* _Given request_
Please lay out all of the material below as a two-column CSV headed entry and answer, giving each text and its answer one row, each in a single quoted field with line breaks turned into spaces. Leave out the pictures.

* _Image entries for named regions_

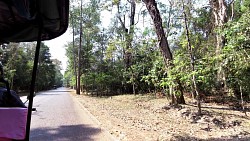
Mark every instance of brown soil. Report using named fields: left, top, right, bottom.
left=72, top=91, right=250, bottom=141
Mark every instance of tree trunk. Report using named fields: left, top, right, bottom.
left=143, top=0, right=178, bottom=105
left=143, top=0, right=172, bottom=62
left=117, top=0, right=136, bottom=69
left=182, top=2, right=201, bottom=115
left=76, top=0, right=82, bottom=94
left=210, top=0, right=228, bottom=90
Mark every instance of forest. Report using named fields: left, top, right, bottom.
left=64, top=0, right=250, bottom=111
left=0, top=42, right=63, bottom=92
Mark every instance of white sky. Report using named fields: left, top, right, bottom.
left=44, top=7, right=111, bottom=74
left=44, top=29, right=73, bottom=73
left=44, top=0, right=207, bottom=73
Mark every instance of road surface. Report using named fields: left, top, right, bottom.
left=22, top=88, right=114, bottom=141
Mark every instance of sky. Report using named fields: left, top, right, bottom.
left=44, top=28, right=73, bottom=74
left=44, top=0, right=207, bottom=74
left=44, top=7, right=111, bottom=74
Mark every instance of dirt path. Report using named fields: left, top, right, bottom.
left=70, top=91, right=250, bottom=141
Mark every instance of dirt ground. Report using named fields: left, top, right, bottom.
left=72, top=91, right=250, bottom=141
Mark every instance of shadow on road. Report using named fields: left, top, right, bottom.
left=30, top=124, right=101, bottom=141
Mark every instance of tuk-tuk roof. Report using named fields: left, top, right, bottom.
left=0, top=0, right=69, bottom=43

* _Finished task_
entry,answer
"Mark every instance of brown soil. Report using named fields: left, top, right, bottom.","left=72, top=91, right=250, bottom=141"
"Mark every instance of tree trunk. Report using named fields: left, top, right, bottom.","left=143, top=0, right=178, bottom=105 left=143, top=0, right=172, bottom=62 left=117, top=0, right=136, bottom=69 left=182, top=2, right=201, bottom=115 left=76, top=0, right=82, bottom=94 left=210, top=0, right=228, bottom=90"
"Mark every instance of forest. Report using named fields: left, top, right, bottom.","left=64, top=0, right=250, bottom=111 left=0, top=42, right=63, bottom=92"
"Mark every instance of white sky. Report using named fields: left, top, right, bottom.","left=44, top=7, right=111, bottom=74 left=44, top=29, right=73, bottom=73 left=44, top=0, right=207, bottom=73"
"Mark every instance of road surface. Report using named fields: left, top, right, bottom.","left=22, top=88, right=114, bottom=141"
"Mark every instance of sky. Report using named fields: left, top, right, bottom.","left=44, top=28, right=73, bottom=74 left=44, top=0, right=207, bottom=74 left=44, top=7, right=111, bottom=74"
"Mark every instance of dirt path. Report using named fields: left, top, right, bottom.","left=70, top=91, right=250, bottom=141"
"Mark every instance of dirt ground. Report using named fields: left, top, right, bottom.","left=72, top=91, right=250, bottom=141"
"Mark every instance of shadow on road. Report using named fields: left, top, right, bottom.","left=30, top=124, right=101, bottom=141"
"Mark every instance of tuk-tuk roof. Report using named fields: left, top, right, bottom.","left=0, top=0, right=69, bottom=43"